__Task prompt__:
Reproduce all of the data exactly.

__Input records__:
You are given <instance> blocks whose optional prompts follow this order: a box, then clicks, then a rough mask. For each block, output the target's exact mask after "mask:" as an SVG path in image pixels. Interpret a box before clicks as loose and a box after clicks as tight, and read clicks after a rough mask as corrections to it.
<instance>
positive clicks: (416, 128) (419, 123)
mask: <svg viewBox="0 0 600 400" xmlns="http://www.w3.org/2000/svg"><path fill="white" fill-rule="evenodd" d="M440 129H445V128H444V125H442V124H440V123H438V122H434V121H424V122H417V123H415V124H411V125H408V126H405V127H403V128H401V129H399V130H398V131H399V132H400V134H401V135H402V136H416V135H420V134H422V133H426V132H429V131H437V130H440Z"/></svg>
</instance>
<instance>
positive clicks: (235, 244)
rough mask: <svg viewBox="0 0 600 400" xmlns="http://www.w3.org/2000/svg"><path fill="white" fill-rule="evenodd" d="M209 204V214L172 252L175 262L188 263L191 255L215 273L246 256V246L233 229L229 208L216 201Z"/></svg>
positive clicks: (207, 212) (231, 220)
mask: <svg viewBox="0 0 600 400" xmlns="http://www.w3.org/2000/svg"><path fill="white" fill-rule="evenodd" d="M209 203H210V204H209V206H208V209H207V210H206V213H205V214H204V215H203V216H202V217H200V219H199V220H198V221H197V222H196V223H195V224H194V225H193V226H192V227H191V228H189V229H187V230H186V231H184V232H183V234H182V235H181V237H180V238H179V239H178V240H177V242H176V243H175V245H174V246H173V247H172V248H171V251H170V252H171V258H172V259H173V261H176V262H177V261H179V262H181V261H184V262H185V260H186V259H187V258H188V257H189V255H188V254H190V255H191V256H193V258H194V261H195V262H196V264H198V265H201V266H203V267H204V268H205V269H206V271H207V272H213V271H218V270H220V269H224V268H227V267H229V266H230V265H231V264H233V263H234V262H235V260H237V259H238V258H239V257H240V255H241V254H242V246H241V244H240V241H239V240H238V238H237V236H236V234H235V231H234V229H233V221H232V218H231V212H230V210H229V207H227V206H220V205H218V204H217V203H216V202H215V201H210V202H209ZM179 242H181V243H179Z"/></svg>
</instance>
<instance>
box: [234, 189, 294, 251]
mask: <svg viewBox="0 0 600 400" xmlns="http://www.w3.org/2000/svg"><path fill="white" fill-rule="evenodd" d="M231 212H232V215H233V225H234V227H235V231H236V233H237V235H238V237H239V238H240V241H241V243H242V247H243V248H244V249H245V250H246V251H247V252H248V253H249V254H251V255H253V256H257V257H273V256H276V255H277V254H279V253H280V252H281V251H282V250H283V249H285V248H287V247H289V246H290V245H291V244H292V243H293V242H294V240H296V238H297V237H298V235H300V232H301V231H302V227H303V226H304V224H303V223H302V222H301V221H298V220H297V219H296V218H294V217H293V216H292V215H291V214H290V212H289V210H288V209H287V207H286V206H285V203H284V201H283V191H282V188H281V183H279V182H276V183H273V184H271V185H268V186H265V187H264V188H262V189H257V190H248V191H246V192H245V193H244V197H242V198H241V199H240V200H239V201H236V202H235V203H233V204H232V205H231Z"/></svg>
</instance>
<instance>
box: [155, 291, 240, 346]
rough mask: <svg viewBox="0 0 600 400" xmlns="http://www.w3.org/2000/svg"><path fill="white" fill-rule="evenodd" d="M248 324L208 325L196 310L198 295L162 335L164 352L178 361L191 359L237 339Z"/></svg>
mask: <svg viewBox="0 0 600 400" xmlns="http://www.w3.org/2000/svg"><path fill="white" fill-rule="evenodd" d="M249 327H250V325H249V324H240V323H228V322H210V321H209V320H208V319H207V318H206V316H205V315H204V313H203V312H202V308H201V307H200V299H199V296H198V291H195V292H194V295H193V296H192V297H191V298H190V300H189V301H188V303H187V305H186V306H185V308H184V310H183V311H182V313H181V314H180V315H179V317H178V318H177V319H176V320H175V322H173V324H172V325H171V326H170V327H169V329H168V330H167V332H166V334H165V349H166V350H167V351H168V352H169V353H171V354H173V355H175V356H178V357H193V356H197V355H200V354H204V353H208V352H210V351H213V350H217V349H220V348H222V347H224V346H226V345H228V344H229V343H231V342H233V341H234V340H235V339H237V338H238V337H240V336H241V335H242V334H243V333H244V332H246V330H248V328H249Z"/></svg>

__Written solution__:
You are given <instance> blocks whose optional prompts follow this order: a box, then clicks, then a rough mask. For each block, output the target's exact mask after "mask:" as an SVG path in image pixels. Interpret a box before clicks as loose and a box after clicks as tight, and read clicks after a rough mask as corrections to it.
<instance>
positive clicks: (416, 128) (419, 123)
mask: <svg viewBox="0 0 600 400" xmlns="http://www.w3.org/2000/svg"><path fill="white" fill-rule="evenodd" d="M440 129H445V128H444V125H442V124H440V123H438V122H434V121H424V122H417V123H415V124H411V125H408V126H405V127H403V128H401V129H399V130H398V131H399V132H400V134H401V135H402V136H416V135H420V134H422V133H426V132H429V131H437V130H440Z"/></svg>
</instance>
<instance>
positive clicks: (235, 244)
rough mask: <svg viewBox="0 0 600 400" xmlns="http://www.w3.org/2000/svg"><path fill="white" fill-rule="evenodd" d="M209 204V214L172 252L175 262L188 263L191 255L215 273L246 256V246L233 229L229 208L216 201Z"/></svg>
positive clicks: (207, 212) (231, 220)
mask: <svg viewBox="0 0 600 400" xmlns="http://www.w3.org/2000/svg"><path fill="white" fill-rule="evenodd" d="M209 203H210V204H209V206H208V209H207V210H206V213H205V214H204V215H203V216H202V217H200V219H199V220H198V221H197V222H196V223H195V224H194V225H193V226H192V227H191V228H189V229H187V230H186V231H184V232H183V234H182V235H181V237H180V238H179V239H178V240H177V242H176V243H175V245H174V246H173V247H172V248H171V251H170V252H171V258H172V259H173V261H176V262H177V261H179V262H181V261H184V262H185V260H186V259H187V258H188V257H189V255H188V254H190V255H191V256H193V258H194V261H195V262H196V264H198V265H201V266H203V267H204V268H205V269H206V271H207V272H213V271H218V270H220V269H224V268H227V267H229V266H230V265H231V264H233V263H234V262H235V260H237V259H238V258H239V257H240V255H241V254H242V246H241V244H240V241H239V240H238V238H237V236H236V234H235V231H234V229H233V221H232V218H231V212H230V210H229V207H227V206H220V205H218V204H217V203H216V202H215V201H210V202H209ZM179 242H181V243H179Z"/></svg>
</instance>
<instance>
box: [234, 189, 294, 251]
mask: <svg viewBox="0 0 600 400" xmlns="http://www.w3.org/2000/svg"><path fill="white" fill-rule="evenodd" d="M231 212H232V215H233V225H234V227H235V231H236V233H237V235H238V237H239V238H240V241H241V243H242V247H243V248H244V249H245V250H246V251H247V252H248V253H249V254H251V255H253V256H257V257H273V256H276V255H277V254H279V253H280V252H281V251H282V250H283V249H285V248H287V247H289V246H290V245H291V244H292V243H293V242H294V240H296V238H297V237H298V235H300V232H301V231H302V227H303V226H304V224H303V223H302V222H301V221H298V220H297V219H296V218H294V217H293V216H292V215H291V214H290V212H289V210H288V209H287V207H286V206H285V203H284V201H283V191H282V188H281V183H279V182H276V183H273V184H271V185H268V186H265V187H264V188H262V189H257V190H248V191H246V192H245V193H244V197H242V198H241V199H240V200H239V201H236V202H235V203H233V204H232V205H231Z"/></svg>
</instance>
<instance>
box: [155, 291, 240, 346]
rough mask: <svg viewBox="0 0 600 400" xmlns="http://www.w3.org/2000/svg"><path fill="white" fill-rule="evenodd" d="M248 324L208 325L196 310L198 295L162 335L164 352L178 361L191 359L237 339Z"/></svg>
mask: <svg viewBox="0 0 600 400" xmlns="http://www.w3.org/2000/svg"><path fill="white" fill-rule="evenodd" d="M249 327H250V325H249V324H240V323H228V322H210V321H209V320H208V319H207V318H206V316H205V315H204V313H203V312H202V308H201V307H200V299H199V296H198V291H195V292H194V295H193V296H192V297H191V298H190V300H189V301H188V303H187V305H186V306H185V308H184V310H183V311H182V313H181V314H180V315H179V317H178V318H177V319H176V320H175V322H173V324H172V325H171V326H170V327H169V329H168V330H167V332H166V334H165V349H166V350H167V351H168V352H169V353H171V354H173V355H175V356H178V357H193V356H197V355H200V354H204V353H208V352H210V351H213V350H217V349H220V348H222V347H224V346H226V345H228V344H229V343H231V342H233V341H234V340H235V339H237V338H238V337H240V336H241V335H242V334H243V333H244V332H246V330H248V328H249Z"/></svg>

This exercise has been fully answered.